[Items listed in a dataset]
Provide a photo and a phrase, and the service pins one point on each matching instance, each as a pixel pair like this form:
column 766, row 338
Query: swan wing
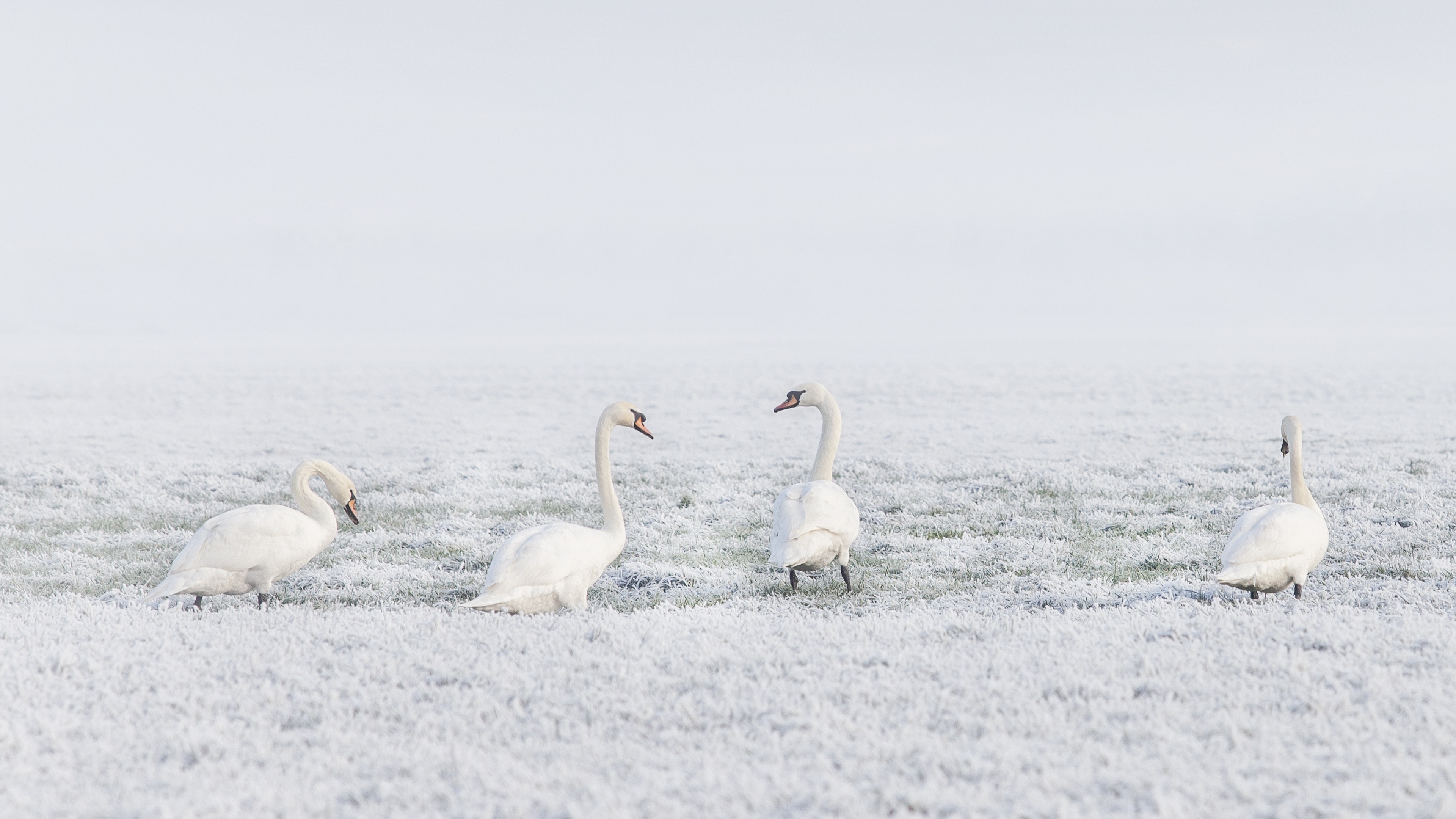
column 544, row 556
column 242, row 538
column 1276, row 532
column 819, row 505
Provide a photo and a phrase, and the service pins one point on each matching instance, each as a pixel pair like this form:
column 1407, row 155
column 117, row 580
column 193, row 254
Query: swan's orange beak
column 790, row 403
column 640, row 425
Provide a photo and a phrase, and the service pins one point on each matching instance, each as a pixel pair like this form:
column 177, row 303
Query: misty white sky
column 892, row 169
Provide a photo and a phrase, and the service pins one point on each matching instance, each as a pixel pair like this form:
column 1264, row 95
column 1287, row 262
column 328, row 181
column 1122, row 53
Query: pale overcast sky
column 954, row 169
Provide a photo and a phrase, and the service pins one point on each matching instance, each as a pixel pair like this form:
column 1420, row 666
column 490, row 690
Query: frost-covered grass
column 1034, row 630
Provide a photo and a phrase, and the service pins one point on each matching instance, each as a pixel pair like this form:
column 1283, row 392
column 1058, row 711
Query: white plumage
column 248, row 550
column 814, row 524
column 549, row 568
column 1274, row 547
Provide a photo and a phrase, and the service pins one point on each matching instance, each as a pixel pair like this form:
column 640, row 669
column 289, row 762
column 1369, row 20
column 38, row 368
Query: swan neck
column 309, row 502
column 610, row 509
column 1299, row 490
column 829, row 441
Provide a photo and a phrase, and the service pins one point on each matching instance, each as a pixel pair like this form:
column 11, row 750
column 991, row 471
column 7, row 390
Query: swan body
column 1274, row 547
column 248, row 550
column 814, row 524
column 545, row 569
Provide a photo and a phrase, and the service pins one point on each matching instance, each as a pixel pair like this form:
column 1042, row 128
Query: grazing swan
column 246, row 550
column 816, row 522
column 1276, row 546
column 548, row 568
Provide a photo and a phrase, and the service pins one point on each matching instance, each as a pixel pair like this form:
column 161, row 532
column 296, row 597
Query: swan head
column 340, row 486
column 625, row 414
column 1291, row 429
column 809, row 394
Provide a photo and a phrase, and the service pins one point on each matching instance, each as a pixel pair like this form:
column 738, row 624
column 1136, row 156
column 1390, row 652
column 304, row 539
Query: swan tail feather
column 171, row 585
column 530, row 599
column 1238, row 576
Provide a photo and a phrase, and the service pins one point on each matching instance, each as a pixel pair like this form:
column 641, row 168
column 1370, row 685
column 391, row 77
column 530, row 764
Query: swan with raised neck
column 1274, row 547
column 814, row 524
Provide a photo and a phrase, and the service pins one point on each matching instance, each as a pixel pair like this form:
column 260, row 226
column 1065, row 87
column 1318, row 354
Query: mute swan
column 1276, row 546
column 816, row 522
column 548, row 568
column 249, row 549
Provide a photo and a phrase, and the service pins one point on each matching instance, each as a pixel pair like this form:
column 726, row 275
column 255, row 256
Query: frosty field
column 1034, row 629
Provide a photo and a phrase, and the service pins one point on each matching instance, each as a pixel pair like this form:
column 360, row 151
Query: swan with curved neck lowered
column 814, row 524
column 248, row 550
column 1277, row 546
column 549, row 568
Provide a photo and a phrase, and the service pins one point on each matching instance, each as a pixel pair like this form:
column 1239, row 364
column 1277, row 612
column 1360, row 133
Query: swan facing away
column 548, row 568
column 1276, row 546
column 248, row 550
column 814, row 524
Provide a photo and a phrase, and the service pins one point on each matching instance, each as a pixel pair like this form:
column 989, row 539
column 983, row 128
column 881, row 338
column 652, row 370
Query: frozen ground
column 1036, row 630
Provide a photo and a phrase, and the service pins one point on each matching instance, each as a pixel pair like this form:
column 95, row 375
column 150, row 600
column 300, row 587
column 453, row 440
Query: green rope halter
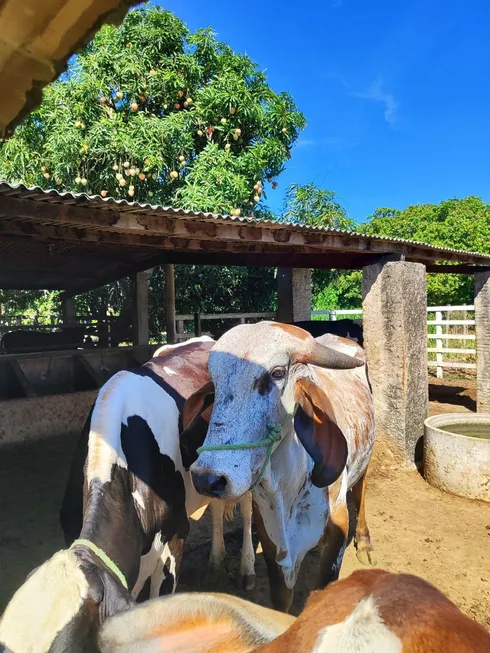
column 274, row 435
column 110, row 564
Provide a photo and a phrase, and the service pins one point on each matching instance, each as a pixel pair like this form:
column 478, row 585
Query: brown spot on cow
column 292, row 330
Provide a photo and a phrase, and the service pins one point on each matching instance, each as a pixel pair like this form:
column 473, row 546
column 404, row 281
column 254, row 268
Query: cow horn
column 317, row 354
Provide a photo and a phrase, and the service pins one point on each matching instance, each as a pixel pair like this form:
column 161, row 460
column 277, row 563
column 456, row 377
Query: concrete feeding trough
column 457, row 454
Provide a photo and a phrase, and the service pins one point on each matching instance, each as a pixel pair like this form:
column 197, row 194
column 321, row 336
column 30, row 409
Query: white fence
column 440, row 330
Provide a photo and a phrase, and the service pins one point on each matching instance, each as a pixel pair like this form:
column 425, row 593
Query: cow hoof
column 248, row 582
column 367, row 558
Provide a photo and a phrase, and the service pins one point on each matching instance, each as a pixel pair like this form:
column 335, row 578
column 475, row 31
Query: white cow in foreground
column 126, row 510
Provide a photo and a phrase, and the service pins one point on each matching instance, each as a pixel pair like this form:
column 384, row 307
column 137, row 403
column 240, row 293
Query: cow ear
column 195, row 420
column 315, row 426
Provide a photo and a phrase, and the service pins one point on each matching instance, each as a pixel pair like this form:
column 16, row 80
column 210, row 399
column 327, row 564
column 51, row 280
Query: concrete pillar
column 170, row 303
column 395, row 340
column 69, row 311
column 482, row 318
column 293, row 294
column 139, row 306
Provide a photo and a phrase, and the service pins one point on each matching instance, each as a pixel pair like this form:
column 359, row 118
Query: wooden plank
column 444, row 350
column 471, row 366
column 451, row 322
column 451, row 336
column 449, row 309
column 458, row 269
column 22, row 379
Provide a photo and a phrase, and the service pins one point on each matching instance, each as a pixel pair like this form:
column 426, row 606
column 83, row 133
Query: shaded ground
column 415, row 528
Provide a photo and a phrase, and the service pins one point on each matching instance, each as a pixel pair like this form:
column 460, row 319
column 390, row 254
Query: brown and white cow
column 371, row 611
column 275, row 381
column 128, row 498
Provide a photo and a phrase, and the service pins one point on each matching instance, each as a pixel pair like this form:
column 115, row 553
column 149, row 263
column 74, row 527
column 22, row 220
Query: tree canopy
column 308, row 204
column 152, row 112
column 456, row 223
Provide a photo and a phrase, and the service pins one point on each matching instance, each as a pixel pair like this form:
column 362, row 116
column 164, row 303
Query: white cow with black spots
column 126, row 509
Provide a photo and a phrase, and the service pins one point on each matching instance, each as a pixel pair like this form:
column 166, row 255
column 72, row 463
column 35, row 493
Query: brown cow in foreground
column 371, row 611
column 293, row 423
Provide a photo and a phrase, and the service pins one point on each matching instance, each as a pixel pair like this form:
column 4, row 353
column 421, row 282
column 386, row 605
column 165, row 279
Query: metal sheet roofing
column 103, row 203
column 75, row 241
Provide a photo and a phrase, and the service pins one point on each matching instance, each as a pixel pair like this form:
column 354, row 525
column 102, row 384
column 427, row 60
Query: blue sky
column 397, row 94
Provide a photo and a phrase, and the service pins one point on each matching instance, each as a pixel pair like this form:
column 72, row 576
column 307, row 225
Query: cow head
column 61, row 605
column 261, row 382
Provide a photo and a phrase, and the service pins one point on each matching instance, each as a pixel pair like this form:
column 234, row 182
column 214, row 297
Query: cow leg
column 335, row 543
column 148, row 566
column 247, row 562
column 362, row 540
column 166, row 575
column 218, row 551
column 281, row 595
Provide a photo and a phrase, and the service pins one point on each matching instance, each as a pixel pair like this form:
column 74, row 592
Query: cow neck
column 111, row 523
column 281, row 494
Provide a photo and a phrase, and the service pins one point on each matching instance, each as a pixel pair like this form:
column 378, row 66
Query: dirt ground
column 414, row 527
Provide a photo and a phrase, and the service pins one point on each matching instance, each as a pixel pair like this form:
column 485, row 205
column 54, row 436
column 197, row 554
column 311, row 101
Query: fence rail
column 440, row 324
column 441, row 329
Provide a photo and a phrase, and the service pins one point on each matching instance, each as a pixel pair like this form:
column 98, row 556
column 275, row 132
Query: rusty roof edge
column 98, row 200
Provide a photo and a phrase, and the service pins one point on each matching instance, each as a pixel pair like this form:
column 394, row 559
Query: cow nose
column 211, row 485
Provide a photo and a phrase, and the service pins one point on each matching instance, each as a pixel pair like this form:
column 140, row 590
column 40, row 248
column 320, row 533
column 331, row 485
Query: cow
column 370, row 611
column 293, row 422
column 351, row 329
column 27, row 341
column 125, row 511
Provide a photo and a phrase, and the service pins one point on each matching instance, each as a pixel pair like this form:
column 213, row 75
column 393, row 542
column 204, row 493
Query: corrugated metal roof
column 107, row 203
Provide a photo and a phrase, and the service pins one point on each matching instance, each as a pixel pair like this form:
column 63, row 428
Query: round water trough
column 457, row 454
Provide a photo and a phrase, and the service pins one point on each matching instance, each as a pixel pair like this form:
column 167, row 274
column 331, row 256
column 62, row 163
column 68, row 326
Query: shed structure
column 74, row 243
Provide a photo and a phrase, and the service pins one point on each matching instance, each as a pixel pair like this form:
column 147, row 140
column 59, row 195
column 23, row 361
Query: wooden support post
column 482, row 320
column 139, row 320
column 197, row 325
column 69, row 311
column 439, row 355
column 170, row 303
column 395, row 340
column 293, row 294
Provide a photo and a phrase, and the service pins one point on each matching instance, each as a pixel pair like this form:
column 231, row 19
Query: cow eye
column 278, row 373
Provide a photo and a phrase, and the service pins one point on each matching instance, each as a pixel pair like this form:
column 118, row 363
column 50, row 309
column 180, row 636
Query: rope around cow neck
column 110, row 564
column 274, row 435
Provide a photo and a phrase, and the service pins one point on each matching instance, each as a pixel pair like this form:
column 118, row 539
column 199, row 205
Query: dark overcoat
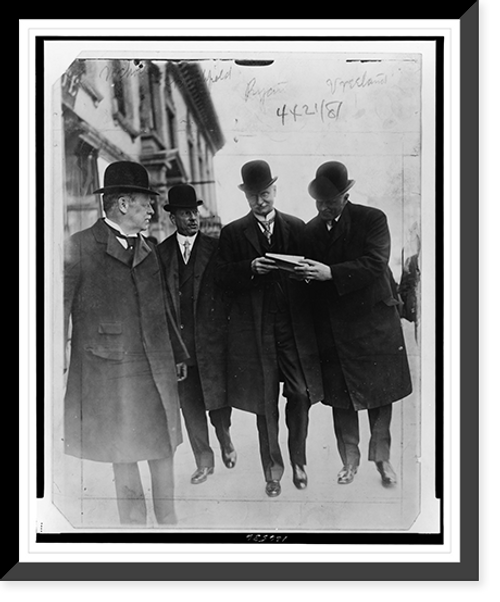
column 121, row 402
column 210, row 321
column 358, row 326
column 247, row 357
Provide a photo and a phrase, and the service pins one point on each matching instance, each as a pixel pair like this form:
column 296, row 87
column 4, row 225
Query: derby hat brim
column 322, row 188
column 124, row 188
column 169, row 207
column 257, row 189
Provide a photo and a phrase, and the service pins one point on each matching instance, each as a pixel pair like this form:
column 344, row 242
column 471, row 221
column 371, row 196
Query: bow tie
column 266, row 225
column 131, row 240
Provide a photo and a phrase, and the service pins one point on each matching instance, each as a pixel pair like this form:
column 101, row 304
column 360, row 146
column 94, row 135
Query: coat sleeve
column 72, row 272
column 359, row 273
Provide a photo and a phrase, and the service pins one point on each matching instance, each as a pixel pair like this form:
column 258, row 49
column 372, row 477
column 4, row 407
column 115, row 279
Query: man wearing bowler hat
column 121, row 403
column 358, row 328
column 270, row 332
column 188, row 260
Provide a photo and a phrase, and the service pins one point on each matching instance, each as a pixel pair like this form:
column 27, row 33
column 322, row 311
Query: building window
column 170, row 112
column 119, row 88
column 83, row 207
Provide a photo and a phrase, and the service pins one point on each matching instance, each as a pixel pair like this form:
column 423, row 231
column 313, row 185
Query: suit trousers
column 130, row 493
column 282, row 364
column 346, row 426
column 195, row 419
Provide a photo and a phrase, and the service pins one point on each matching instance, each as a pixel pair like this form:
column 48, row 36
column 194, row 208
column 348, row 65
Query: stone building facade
column 158, row 113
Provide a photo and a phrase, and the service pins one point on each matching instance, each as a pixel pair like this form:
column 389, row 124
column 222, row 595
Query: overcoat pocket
column 110, row 328
column 106, row 352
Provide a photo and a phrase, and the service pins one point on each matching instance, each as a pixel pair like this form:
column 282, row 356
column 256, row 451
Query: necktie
column 131, row 240
column 187, row 251
column 267, row 229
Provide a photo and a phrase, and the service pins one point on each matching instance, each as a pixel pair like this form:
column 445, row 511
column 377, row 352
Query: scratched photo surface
column 198, row 120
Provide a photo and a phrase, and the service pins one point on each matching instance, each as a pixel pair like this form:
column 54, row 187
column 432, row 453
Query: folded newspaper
column 286, row 262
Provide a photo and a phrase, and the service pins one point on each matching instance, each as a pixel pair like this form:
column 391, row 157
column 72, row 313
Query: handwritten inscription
column 252, row 91
column 266, row 538
column 121, row 71
column 217, row 75
column 324, row 110
column 340, row 85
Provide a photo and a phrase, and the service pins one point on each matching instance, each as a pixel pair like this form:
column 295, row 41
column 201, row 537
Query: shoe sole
column 199, row 481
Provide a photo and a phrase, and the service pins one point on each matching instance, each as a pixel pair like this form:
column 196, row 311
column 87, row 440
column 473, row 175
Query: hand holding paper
column 309, row 269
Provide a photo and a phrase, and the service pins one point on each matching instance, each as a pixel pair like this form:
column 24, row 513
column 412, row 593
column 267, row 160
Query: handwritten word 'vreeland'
column 340, row 85
column 324, row 110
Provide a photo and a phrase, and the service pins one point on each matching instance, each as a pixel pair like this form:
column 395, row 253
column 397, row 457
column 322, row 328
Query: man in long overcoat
column 121, row 402
column 270, row 332
column 363, row 354
column 188, row 260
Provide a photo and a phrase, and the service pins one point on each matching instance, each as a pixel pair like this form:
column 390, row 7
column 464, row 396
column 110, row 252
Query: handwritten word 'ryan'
column 252, row 91
column 340, row 85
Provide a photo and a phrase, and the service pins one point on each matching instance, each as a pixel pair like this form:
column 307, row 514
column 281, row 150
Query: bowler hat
column 125, row 176
column 256, row 176
column 182, row 196
column 330, row 181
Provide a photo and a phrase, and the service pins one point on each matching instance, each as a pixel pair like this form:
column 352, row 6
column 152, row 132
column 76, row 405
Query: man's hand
column 313, row 270
column 263, row 265
column 181, row 371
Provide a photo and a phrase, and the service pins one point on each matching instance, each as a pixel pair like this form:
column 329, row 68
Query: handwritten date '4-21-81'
column 324, row 110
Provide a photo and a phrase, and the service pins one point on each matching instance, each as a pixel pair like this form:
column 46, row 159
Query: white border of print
column 33, row 552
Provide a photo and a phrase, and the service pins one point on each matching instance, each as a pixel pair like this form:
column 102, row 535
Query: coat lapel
column 285, row 230
column 113, row 248
column 142, row 250
column 171, row 262
column 202, row 257
column 343, row 226
column 250, row 231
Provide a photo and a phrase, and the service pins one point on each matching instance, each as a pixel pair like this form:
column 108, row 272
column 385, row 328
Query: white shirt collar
column 117, row 227
column 269, row 216
column 182, row 237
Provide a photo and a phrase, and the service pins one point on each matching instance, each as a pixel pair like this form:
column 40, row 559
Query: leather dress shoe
column 387, row 473
column 346, row 475
column 201, row 474
column 273, row 488
column 299, row 476
column 229, row 457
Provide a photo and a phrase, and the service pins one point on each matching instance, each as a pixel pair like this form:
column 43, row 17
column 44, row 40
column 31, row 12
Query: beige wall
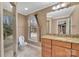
column 75, row 20
column 22, row 26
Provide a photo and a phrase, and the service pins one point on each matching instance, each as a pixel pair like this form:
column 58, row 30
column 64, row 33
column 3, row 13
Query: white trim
column 40, row 9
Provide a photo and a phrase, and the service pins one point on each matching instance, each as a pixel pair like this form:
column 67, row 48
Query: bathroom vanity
column 57, row 46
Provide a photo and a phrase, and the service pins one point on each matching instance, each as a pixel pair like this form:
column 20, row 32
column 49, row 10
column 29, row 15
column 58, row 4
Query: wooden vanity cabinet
column 46, row 47
column 55, row 48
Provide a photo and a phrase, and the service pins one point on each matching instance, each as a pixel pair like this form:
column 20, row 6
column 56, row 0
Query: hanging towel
column 21, row 41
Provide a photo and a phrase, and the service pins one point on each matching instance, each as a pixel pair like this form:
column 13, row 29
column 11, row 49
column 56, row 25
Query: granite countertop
column 66, row 39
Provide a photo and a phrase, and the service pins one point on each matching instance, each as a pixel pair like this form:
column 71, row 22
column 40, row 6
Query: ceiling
column 32, row 6
column 66, row 12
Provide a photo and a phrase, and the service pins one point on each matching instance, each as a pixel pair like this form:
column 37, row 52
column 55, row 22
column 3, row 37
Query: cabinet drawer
column 75, row 46
column 46, row 43
column 75, row 53
column 61, row 52
column 61, row 44
column 46, row 52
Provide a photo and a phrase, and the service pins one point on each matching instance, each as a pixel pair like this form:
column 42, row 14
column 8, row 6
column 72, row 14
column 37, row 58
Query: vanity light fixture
column 26, row 8
column 58, row 6
column 63, row 5
column 54, row 8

### What is needed
Please arrange the lines from the start of the items through the line containing "column 892, row 169" as a JSON list of strings, one string per line, leaving out blank lines and pictures.

### Reply to the task
[
  "Provide a photo and a phrase, and the service pins one point on each matching instance, each as a pixel pair like this form:",
  "column 766, row 338",
  "Query: swan wing",
  "column 544, row 556",
  "column 242, row 538",
  "column 1276, row 532",
  "column 819, row 505",
  "Provide a photo and a phrase, and the service pins one point on each matching instance, each as a pixel pair like this form:",
  "column 1407, row 155",
  "column 117, row 580",
  "column 193, row 254",
  "Query: swan's orange beak",
  "column 790, row 403",
  "column 640, row 425",
  "Provide a photo and a phrase, and the service pins one point on each matching instance, each as a pixel pair like this form:",
  "column 177, row 303",
  "Query: misty white sky",
  "column 892, row 169"
]